__Work item__:
Each entry below needs to be reproduced exactly as given.

Entries taken from a collection

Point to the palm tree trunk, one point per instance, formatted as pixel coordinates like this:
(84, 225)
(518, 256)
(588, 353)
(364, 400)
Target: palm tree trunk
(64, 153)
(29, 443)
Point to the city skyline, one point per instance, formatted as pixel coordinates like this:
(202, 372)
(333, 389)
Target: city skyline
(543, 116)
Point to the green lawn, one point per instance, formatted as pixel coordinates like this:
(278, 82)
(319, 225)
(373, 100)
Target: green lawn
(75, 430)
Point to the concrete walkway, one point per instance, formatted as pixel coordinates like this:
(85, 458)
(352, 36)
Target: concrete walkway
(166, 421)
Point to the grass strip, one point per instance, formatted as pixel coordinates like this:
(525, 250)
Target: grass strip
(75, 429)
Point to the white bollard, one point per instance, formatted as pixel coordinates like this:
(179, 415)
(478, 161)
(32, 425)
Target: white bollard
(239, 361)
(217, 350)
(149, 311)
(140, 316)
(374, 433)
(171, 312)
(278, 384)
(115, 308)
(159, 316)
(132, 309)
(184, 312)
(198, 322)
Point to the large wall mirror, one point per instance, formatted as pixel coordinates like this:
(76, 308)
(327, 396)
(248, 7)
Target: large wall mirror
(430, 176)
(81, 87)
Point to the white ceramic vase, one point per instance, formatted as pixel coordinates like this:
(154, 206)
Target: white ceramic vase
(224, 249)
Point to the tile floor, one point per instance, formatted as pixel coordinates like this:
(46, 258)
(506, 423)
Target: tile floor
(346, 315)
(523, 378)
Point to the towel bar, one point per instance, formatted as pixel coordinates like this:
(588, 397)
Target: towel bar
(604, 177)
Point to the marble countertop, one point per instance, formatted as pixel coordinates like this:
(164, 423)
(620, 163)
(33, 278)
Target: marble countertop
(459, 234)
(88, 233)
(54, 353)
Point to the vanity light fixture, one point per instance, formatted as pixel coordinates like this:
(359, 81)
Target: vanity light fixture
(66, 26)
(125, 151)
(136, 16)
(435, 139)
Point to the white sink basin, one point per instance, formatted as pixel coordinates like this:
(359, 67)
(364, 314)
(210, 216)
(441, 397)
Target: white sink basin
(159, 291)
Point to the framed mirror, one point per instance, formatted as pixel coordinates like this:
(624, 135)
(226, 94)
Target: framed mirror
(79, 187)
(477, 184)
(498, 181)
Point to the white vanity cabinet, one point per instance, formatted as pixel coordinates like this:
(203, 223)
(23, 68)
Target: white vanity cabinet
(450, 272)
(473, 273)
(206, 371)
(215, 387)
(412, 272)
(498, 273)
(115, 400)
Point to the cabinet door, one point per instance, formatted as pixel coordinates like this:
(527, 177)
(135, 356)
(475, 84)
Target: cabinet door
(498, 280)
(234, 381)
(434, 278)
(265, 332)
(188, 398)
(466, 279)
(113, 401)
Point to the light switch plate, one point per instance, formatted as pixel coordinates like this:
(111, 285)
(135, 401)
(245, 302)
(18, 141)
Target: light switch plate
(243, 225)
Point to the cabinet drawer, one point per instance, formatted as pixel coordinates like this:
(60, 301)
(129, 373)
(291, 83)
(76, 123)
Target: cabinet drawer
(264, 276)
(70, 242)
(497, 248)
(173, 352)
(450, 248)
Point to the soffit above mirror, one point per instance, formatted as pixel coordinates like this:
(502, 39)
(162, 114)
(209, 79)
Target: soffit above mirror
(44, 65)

__Answer below__:
Point to the palm tree trunk, one point per instance, formatted as pixel coordinates like this:
(84, 225)
(518, 256)
(588, 353)
(364, 400)
Target: palm tree trunk
(64, 153)
(29, 443)
Point to the city skyline, one point per instance, formatted as pixel coordinates like this:
(202, 372)
(333, 389)
Target: city skyline
(543, 116)
Point to the green lawn, one point per instance, formatted as pixel coordinates like this:
(278, 82)
(319, 225)
(373, 100)
Target: green lawn
(75, 430)
Point to the concrete walkway, one point per instance, formatted as pixel coordinates like this:
(85, 458)
(352, 36)
Target: concrete walkway
(166, 421)
Point to the grass strip, one point per instance, formatted as pixel coordinates like this:
(525, 250)
Target: grass strip
(75, 429)
Point to the white bollard, one point per instance, formatted as pixel coordinates like this:
(179, 415)
(478, 161)
(32, 425)
Target: white bollard
(239, 361)
(217, 350)
(149, 311)
(140, 316)
(374, 433)
(171, 312)
(278, 384)
(115, 308)
(159, 316)
(132, 309)
(184, 312)
(198, 322)
Point to the large wall mirror, one point per instance, formatted as pixel coordinates like this:
(76, 308)
(327, 396)
(248, 7)
Target: large wall mirror
(430, 176)
(81, 87)
Point to the white ceramic vase, one point per instance, formatted as pixel coordinates like this:
(154, 206)
Target: white ceramic vase
(224, 249)
Point to the tile floor, one point per instance, formatted as pixel coordinates like this:
(46, 258)
(506, 423)
Target: tile floor
(346, 315)
(523, 378)
Point to the towel bar, one point per instance, formatted as pixel coordinates like this:
(588, 397)
Target: towel bar
(604, 177)
Point to the marble countertop, one point per instance, formatted as pixel coordinates like this:
(164, 423)
(620, 163)
(33, 278)
Target: marble countertop
(459, 234)
(88, 233)
(54, 353)
Point to the vanity light fixture, one point per instance, formatted as pixel coordinates like this:
(359, 81)
Target: vanity light fixture
(66, 26)
(125, 151)
(136, 16)
(435, 139)
Point to the white sink basin, one point per instance, formatted as pixel coordinates like this:
(359, 67)
(364, 314)
(210, 216)
(441, 397)
Target: white sink basin
(159, 291)
Point to the framed mirror, one point per instance, formatted as pixel coordinates like this:
(624, 135)
(226, 94)
Target: framed mirror
(79, 187)
(477, 184)
(498, 181)
Point to the white vanity cabinet, one point per instance, formatted as pixel coordinates like this:
(203, 223)
(23, 68)
Target: white vanity cabinet
(450, 272)
(473, 273)
(206, 371)
(215, 387)
(412, 272)
(498, 273)
(115, 400)
Point to the cabinet door, one point per instance, formatted as pixel coordinates like this:
(527, 177)
(135, 356)
(475, 84)
Target: cabinet door
(498, 280)
(234, 381)
(434, 278)
(265, 332)
(188, 398)
(466, 279)
(113, 401)
Point to the light switch plate, one point per instance, formatted as pixel coordinates like this:
(111, 285)
(135, 401)
(245, 302)
(18, 141)
Target: light switch plate
(243, 225)
Point to the cabinet drawer, one point per instance, formatted as pixel coordinates like this:
(60, 301)
(129, 373)
(291, 83)
(76, 123)
Target: cabinet drawer
(264, 276)
(70, 242)
(497, 248)
(173, 352)
(450, 248)
Point to the soffit above mirror, one point per instance, formatted as pixel coordinates like this:
(502, 39)
(162, 114)
(209, 79)
Target: soffit above mirror
(44, 65)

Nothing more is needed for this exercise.